(Source records)

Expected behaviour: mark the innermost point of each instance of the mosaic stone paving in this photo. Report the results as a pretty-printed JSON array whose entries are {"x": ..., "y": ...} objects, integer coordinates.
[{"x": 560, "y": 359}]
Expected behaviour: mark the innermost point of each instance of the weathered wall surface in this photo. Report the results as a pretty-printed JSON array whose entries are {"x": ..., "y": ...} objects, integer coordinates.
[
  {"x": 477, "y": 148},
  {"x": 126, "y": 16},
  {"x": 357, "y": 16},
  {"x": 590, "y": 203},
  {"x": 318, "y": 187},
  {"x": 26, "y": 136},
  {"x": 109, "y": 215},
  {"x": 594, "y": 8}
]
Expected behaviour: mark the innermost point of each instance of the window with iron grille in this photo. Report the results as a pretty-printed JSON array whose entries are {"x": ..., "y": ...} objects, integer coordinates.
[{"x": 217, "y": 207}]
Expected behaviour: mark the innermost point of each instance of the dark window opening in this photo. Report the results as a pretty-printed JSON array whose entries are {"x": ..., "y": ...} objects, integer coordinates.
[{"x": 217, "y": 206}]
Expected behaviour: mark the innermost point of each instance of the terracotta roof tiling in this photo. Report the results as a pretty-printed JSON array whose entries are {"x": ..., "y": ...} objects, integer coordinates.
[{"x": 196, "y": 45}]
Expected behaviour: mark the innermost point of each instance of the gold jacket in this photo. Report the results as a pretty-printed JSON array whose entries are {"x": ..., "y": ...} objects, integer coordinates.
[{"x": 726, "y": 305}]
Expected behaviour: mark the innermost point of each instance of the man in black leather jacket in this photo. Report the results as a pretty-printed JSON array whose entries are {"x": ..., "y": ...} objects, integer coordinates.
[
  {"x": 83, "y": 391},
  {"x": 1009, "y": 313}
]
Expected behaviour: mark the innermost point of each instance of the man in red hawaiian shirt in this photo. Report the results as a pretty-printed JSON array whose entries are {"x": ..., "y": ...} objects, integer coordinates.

The problem: Produce an exact copy of each line from the one holding "man in black" through the last line of the records, both included, and nothing more.

Expected answer:
Expected behaviour: mark the innermost point of each instance of the man in black leather jacket in this photo. Report the results as a pretty-printed JSON array whose entries are {"x": ..., "y": ...} objects, integer coordinates.
[
  {"x": 83, "y": 391},
  {"x": 1009, "y": 313}
]
Expected behaviour: mark the innermost point of each instance of the man in red hawaiian shirt in this photo. Report the results as a pretty-printed JSON array whose entries are {"x": ..., "y": ...} objects, integer coordinates.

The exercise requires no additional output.